— WHAT YOU SHOULD DO —
Return, character for character, every line from the first line through the one containing "box: [0, 225, 852, 1210]", with both of these lines included.

— EXERCISE INPUT —
▶

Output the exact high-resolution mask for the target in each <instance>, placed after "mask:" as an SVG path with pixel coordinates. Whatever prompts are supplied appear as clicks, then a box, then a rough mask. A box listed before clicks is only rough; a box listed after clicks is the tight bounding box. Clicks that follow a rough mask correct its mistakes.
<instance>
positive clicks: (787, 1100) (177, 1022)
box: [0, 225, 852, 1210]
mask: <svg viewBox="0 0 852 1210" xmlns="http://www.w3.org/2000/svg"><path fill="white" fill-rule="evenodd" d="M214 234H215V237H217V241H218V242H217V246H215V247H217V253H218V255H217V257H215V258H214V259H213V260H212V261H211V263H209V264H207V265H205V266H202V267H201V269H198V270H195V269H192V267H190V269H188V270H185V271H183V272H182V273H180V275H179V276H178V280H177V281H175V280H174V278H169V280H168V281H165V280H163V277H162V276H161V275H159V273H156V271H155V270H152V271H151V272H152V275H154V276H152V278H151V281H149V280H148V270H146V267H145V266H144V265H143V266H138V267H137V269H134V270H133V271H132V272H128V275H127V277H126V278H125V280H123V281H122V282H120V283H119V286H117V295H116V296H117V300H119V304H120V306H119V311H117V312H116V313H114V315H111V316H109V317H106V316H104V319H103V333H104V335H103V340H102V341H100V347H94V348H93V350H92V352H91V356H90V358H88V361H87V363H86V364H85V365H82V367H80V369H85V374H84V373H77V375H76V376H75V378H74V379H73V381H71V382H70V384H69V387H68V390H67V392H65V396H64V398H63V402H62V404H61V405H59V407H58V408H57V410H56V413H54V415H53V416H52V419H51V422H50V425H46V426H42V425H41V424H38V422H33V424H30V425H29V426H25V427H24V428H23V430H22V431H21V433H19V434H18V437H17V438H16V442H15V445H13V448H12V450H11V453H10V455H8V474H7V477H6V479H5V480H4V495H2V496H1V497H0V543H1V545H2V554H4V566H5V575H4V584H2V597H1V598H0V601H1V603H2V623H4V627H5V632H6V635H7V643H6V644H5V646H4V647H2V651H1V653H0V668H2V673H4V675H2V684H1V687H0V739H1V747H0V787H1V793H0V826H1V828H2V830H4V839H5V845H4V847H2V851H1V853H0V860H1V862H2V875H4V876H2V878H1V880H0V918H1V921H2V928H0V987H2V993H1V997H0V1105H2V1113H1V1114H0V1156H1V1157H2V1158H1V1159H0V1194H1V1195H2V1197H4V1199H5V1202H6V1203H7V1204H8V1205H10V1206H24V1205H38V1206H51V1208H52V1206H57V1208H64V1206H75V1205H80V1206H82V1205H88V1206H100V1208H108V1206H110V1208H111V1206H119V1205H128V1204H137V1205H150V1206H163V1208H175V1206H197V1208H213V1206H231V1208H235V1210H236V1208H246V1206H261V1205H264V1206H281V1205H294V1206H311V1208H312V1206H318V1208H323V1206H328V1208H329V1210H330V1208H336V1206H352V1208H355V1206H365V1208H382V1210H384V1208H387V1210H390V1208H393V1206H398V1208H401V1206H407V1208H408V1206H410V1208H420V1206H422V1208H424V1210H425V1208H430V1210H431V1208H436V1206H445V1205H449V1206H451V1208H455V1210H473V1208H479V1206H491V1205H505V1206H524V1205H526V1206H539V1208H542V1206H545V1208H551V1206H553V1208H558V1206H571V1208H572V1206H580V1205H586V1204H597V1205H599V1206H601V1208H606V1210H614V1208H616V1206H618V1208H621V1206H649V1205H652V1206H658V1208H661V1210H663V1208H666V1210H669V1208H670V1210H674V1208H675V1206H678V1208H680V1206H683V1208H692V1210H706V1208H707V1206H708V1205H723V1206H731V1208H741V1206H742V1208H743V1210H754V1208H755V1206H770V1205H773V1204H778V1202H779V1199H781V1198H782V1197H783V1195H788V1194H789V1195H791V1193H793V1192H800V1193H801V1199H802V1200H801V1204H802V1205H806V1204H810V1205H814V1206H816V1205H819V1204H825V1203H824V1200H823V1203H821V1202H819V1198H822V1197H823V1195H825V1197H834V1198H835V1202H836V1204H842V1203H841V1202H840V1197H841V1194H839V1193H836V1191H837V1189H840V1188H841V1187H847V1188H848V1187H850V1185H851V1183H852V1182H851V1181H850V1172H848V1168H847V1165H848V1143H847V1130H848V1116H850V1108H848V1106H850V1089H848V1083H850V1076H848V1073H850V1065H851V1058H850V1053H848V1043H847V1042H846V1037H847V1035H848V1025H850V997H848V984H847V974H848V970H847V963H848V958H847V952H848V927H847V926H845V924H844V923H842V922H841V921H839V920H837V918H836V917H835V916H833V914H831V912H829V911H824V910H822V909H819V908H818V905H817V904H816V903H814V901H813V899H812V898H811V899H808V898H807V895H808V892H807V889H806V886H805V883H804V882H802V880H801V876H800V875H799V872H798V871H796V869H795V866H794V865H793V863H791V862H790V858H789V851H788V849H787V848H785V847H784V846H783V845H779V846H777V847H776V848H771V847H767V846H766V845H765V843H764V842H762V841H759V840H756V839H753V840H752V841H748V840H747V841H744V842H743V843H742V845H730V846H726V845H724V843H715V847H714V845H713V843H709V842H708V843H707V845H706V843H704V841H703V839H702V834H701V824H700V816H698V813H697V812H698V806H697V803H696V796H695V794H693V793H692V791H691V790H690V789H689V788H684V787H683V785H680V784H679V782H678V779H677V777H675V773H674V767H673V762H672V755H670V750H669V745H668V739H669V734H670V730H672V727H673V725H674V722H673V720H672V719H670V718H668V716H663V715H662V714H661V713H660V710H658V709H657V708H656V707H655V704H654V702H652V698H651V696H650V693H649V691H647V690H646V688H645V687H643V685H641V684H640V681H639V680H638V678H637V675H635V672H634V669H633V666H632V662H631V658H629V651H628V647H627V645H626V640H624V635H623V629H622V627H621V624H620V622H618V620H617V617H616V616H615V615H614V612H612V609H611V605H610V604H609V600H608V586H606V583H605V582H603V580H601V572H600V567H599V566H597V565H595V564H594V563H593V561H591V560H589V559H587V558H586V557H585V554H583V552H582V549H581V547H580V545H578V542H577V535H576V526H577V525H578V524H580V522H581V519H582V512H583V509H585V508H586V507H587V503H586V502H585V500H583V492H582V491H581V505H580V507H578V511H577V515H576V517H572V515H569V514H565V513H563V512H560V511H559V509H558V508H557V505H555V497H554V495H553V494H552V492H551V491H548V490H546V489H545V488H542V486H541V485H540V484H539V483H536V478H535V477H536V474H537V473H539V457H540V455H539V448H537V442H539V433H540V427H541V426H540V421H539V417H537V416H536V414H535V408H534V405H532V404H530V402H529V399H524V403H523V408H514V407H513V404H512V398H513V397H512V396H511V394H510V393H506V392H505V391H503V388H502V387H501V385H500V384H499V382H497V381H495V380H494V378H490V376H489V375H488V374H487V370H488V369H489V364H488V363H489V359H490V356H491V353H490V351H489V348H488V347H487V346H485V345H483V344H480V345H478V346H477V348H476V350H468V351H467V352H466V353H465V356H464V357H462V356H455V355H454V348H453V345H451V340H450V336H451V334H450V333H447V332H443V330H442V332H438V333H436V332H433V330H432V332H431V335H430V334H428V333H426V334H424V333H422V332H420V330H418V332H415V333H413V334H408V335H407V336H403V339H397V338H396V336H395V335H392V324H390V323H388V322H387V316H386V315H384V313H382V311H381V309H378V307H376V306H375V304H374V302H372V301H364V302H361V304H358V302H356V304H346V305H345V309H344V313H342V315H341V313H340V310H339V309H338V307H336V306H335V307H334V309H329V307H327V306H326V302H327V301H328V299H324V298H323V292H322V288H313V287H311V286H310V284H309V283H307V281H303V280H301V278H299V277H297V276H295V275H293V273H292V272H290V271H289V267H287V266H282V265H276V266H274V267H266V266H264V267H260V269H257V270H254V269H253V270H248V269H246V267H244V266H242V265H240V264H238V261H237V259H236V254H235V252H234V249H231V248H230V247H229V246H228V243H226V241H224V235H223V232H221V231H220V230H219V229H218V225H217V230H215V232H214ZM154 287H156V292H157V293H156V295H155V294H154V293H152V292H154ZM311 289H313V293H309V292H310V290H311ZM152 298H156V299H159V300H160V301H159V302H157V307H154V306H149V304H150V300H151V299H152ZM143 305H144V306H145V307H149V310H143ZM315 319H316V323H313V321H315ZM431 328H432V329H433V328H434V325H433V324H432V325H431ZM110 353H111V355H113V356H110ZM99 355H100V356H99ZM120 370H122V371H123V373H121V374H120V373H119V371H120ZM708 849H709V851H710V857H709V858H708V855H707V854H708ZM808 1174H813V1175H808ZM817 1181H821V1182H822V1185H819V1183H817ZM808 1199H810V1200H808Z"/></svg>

◀

— COMPLETED EXERCISE —
Output the exact high-resolution mask for the target in each <instance>, placed after "mask:" as an SVG path with pixel coordinates. Whatever prompts are supplied appear as clicks, then a box, then a rough mask. A box listed before clicks is only rough; a box listed after clicks is the tight bounding box. Clicks that follow a rough mask correct its mistakes.
<instance>
positive clicks: (787, 1100) (177, 1022)
box: [0, 225, 852, 1210]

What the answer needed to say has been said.